**Stated problem**
Only the lines from the one containing "the man in the" through the end of the entries should be repeated, exactly as they appear, first and last included.

**Listed records**
-----
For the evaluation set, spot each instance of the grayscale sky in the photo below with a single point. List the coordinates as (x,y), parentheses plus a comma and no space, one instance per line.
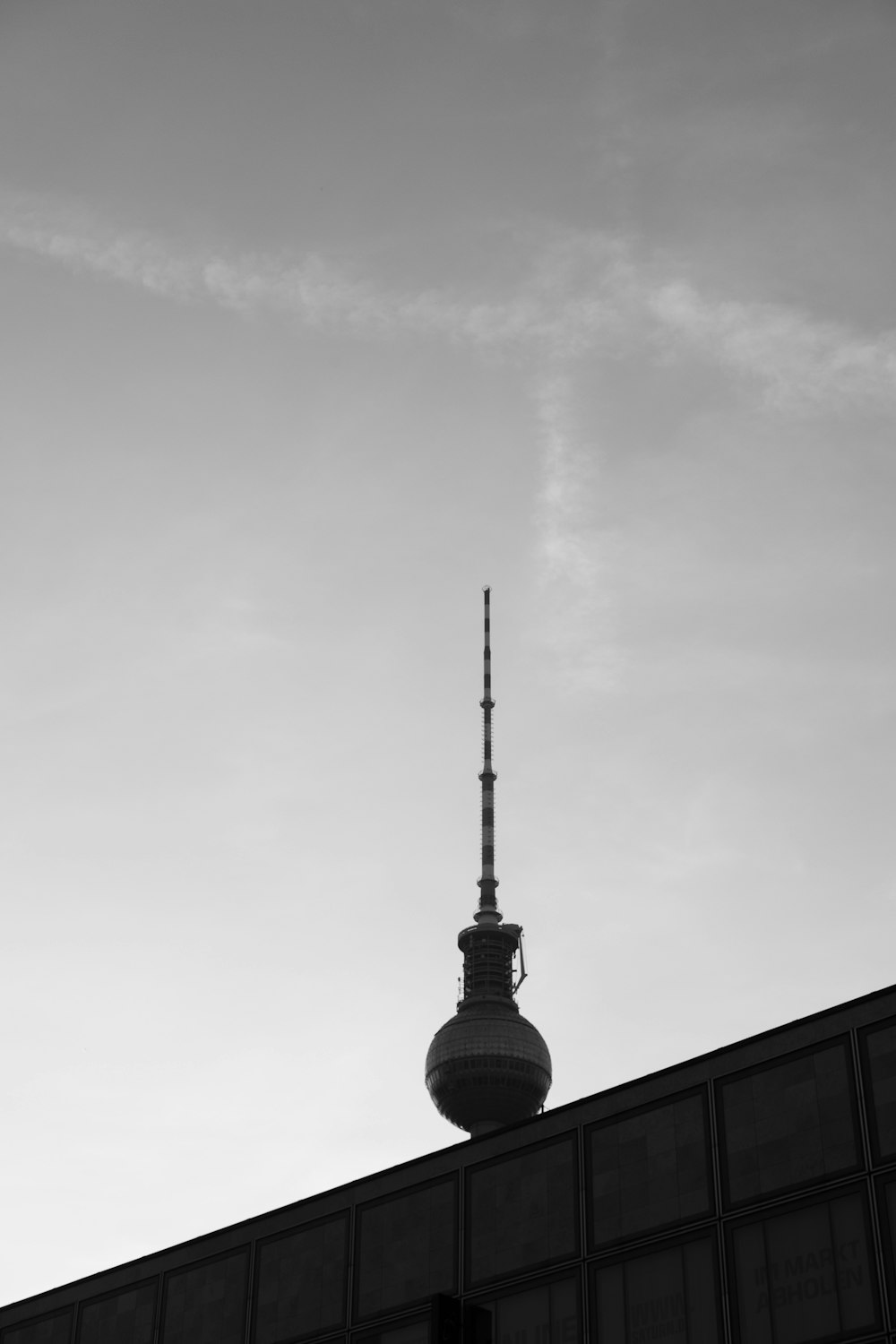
(316,316)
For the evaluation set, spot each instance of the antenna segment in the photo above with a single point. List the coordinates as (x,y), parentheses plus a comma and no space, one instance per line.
(487,910)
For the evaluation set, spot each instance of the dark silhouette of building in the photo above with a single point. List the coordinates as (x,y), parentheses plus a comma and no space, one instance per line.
(747,1196)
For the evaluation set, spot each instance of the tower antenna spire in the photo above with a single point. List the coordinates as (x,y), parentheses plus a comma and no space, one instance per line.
(487,1066)
(487,911)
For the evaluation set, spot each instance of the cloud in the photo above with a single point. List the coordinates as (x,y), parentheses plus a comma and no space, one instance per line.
(584,297)
(578,618)
(799,362)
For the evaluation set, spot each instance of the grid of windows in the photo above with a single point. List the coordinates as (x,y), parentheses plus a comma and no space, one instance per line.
(649,1169)
(788,1124)
(120,1319)
(681,1246)
(46,1330)
(659,1295)
(408,1249)
(206,1304)
(521,1211)
(880,1047)
(301,1282)
(806,1273)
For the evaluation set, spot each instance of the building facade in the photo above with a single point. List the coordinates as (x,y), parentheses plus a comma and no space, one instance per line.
(747,1196)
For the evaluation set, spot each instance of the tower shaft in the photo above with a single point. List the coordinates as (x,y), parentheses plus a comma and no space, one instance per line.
(487,911)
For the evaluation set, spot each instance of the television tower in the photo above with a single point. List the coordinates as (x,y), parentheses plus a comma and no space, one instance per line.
(487,1066)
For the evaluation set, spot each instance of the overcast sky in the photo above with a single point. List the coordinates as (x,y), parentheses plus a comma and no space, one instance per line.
(316,316)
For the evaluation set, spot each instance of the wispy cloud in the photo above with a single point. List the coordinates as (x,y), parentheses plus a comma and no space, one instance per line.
(586,293)
(578,617)
(584,297)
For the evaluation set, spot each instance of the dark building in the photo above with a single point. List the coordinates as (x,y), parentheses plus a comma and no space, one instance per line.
(747,1196)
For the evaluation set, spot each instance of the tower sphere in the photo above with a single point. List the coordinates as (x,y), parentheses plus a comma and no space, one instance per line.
(487,1066)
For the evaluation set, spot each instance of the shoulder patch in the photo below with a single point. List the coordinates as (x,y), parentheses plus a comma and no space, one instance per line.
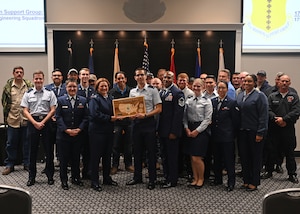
(181,101)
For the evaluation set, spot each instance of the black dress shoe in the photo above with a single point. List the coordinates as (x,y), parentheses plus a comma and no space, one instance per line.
(30,182)
(26,168)
(191,185)
(279,169)
(199,186)
(266,175)
(251,189)
(97,188)
(244,186)
(168,185)
(111,183)
(151,186)
(134,182)
(50,181)
(229,188)
(77,182)
(293,179)
(215,183)
(64,185)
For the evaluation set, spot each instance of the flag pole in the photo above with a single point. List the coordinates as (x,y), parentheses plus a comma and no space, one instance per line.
(172,64)
(70,63)
(221,56)
(198,60)
(116,60)
(91,61)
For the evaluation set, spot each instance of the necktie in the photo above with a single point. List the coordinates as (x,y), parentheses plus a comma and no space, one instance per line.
(72,102)
(85,92)
(219,104)
(56,90)
(164,93)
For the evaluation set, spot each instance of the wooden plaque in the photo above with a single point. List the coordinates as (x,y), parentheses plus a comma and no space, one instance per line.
(126,107)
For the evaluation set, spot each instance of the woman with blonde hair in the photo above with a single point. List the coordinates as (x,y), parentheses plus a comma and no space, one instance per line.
(196,120)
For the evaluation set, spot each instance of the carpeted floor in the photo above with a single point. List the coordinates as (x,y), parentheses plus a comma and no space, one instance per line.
(138,199)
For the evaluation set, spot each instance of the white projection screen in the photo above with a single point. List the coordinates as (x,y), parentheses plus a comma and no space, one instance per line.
(271,26)
(22,25)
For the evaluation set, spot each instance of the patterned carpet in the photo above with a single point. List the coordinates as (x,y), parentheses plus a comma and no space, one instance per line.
(138,199)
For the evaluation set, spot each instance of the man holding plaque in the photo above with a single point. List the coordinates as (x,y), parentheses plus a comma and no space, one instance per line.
(122,128)
(170,127)
(144,129)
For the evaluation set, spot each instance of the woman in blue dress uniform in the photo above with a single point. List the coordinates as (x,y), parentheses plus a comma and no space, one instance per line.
(197,117)
(101,128)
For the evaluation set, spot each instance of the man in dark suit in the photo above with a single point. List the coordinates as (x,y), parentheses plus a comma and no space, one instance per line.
(72,117)
(224,128)
(85,90)
(170,127)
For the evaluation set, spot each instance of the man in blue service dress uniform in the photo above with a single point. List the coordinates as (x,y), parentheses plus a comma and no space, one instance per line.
(39,106)
(85,90)
(59,89)
(170,127)
(72,118)
(144,129)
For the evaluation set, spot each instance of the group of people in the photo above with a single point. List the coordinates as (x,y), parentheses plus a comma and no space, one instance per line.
(193,126)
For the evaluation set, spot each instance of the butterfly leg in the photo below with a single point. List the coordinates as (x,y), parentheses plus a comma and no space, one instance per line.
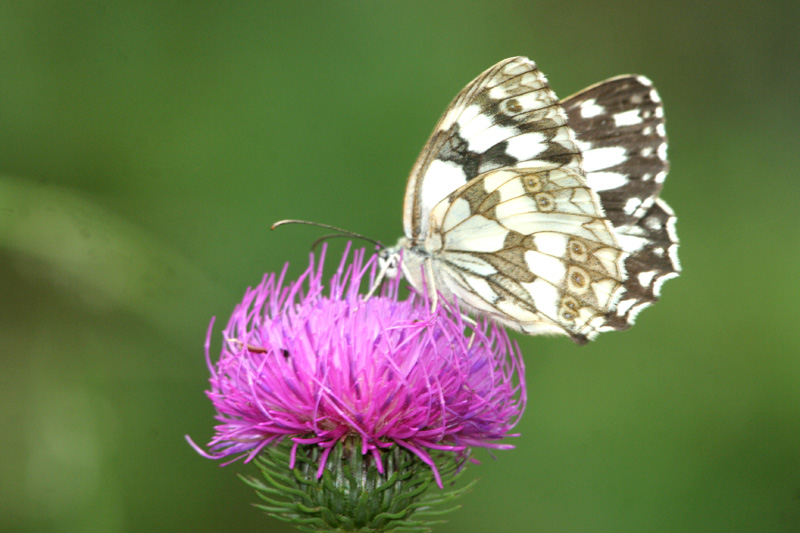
(432,292)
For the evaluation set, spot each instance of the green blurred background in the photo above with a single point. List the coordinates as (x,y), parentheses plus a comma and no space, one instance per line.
(146,147)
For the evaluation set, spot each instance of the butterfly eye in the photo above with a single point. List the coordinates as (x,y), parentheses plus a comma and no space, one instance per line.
(545,202)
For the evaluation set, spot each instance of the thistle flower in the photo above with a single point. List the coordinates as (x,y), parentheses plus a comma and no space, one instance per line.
(358,391)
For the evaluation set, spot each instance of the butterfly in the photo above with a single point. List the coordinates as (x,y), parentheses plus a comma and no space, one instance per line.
(542,214)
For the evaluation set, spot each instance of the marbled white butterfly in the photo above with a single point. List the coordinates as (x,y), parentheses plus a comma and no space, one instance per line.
(543,214)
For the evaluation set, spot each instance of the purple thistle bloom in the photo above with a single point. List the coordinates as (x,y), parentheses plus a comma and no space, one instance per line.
(318,366)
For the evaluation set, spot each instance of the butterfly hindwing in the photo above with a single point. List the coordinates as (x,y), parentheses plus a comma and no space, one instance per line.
(619,125)
(530,248)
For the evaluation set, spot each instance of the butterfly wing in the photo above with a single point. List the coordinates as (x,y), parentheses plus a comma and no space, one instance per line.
(531,248)
(507,117)
(619,125)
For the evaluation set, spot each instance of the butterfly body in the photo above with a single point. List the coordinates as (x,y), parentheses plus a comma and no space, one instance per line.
(535,211)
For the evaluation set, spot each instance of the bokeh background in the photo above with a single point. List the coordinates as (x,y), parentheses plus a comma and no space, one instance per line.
(146,147)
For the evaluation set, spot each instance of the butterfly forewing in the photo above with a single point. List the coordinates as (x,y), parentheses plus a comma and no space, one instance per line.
(508,116)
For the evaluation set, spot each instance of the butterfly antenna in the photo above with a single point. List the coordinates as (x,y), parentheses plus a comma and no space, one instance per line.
(340,232)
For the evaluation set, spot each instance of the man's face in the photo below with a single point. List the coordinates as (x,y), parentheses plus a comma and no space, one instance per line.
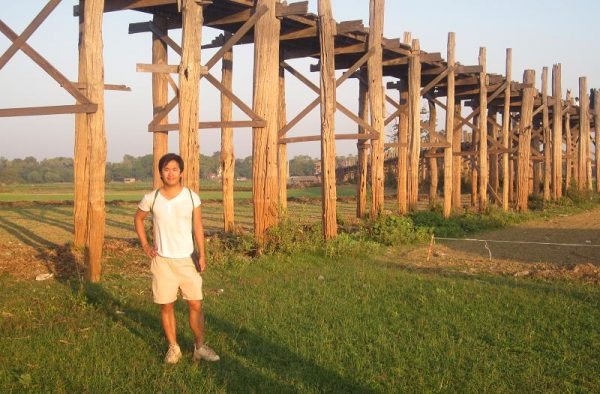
(171,174)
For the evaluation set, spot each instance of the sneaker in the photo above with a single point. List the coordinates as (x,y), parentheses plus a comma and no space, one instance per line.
(205,353)
(173,354)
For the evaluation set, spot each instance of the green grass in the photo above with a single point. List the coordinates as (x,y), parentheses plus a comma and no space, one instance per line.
(367,326)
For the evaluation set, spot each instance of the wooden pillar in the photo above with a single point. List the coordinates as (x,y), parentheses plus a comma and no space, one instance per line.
(597,136)
(94,70)
(525,130)
(160,98)
(189,89)
(457,158)
(414,103)
(227,153)
(557,122)
(402,186)
(282,162)
(448,151)
(328,100)
(547,136)
(433,167)
(506,132)
(81,162)
(376,14)
(266,103)
(584,127)
(363,147)
(483,121)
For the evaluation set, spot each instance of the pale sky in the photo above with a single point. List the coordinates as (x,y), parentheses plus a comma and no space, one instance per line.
(541,33)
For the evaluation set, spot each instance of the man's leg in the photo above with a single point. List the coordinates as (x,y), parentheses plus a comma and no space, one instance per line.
(197,321)
(167,316)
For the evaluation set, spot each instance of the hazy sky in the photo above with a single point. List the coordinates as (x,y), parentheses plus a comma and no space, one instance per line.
(540,32)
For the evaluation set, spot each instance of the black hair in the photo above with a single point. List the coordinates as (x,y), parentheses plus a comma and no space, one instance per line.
(169,157)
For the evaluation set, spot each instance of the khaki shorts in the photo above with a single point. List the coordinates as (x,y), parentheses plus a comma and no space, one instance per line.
(170,275)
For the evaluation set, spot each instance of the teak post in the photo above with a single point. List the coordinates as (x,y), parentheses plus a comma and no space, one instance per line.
(189,89)
(525,130)
(447,210)
(160,97)
(81,162)
(557,123)
(414,103)
(94,70)
(547,136)
(227,153)
(584,127)
(506,134)
(328,100)
(483,121)
(265,105)
(376,11)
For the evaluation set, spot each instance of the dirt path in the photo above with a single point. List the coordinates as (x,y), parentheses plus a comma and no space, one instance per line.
(536,260)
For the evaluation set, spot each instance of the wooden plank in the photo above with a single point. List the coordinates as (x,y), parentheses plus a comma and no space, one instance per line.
(50,110)
(29,30)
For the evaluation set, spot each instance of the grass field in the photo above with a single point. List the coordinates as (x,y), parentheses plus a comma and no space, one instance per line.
(373,319)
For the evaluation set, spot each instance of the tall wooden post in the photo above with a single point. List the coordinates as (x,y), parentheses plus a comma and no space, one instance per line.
(433,167)
(557,133)
(414,103)
(160,97)
(483,114)
(506,131)
(597,136)
(227,153)
(525,129)
(450,101)
(457,159)
(94,70)
(282,162)
(363,148)
(266,103)
(328,100)
(547,136)
(189,89)
(584,127)
(402,186)
(376,14)
(81,162)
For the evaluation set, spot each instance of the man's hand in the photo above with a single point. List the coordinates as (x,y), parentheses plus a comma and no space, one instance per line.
(149,250)
(202,261)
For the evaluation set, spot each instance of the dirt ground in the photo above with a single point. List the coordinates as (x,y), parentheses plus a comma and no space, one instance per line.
(26,260)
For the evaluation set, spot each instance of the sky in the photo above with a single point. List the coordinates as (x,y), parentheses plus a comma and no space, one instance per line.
(540,33)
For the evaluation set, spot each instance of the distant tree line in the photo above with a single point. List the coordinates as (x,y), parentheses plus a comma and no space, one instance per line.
(60,169)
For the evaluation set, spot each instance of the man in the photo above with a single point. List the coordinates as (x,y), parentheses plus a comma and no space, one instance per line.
(172,268)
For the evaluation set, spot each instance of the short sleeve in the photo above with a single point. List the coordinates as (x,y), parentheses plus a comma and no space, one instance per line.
(196,200)
(146,202)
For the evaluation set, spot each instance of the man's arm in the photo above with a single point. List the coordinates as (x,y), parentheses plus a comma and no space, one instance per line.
(138,221)
(199,236)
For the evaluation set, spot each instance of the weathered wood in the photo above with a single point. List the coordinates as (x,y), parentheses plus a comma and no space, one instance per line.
-----
**Answer to this exercise**
For the evaluation set, spot each instance of the man in the photo above with a single point. List the coordinates as (x,y), parentheses plus a comma and no space, one instance per line.
(172,268)
For the evaluation set, spot each instance of the short sleeve in the photo above with a single point. List the coordinates as (x,y), parentheses plus a comma and no space, one instance per line.
(196,200)
(146,202)
For the evaluation set, spot each instance of the man's arm in the photo above with a single point. List the coordinates as (x,y), parentheses plus a comma and no space, one instance per line.
(138,221)
(199,236)
For the evaluation set, spot each instance of the weathered wood in the photo above with a single point. List the coordinates as (x,y), parentheses plus a comma and no space, one instance per line.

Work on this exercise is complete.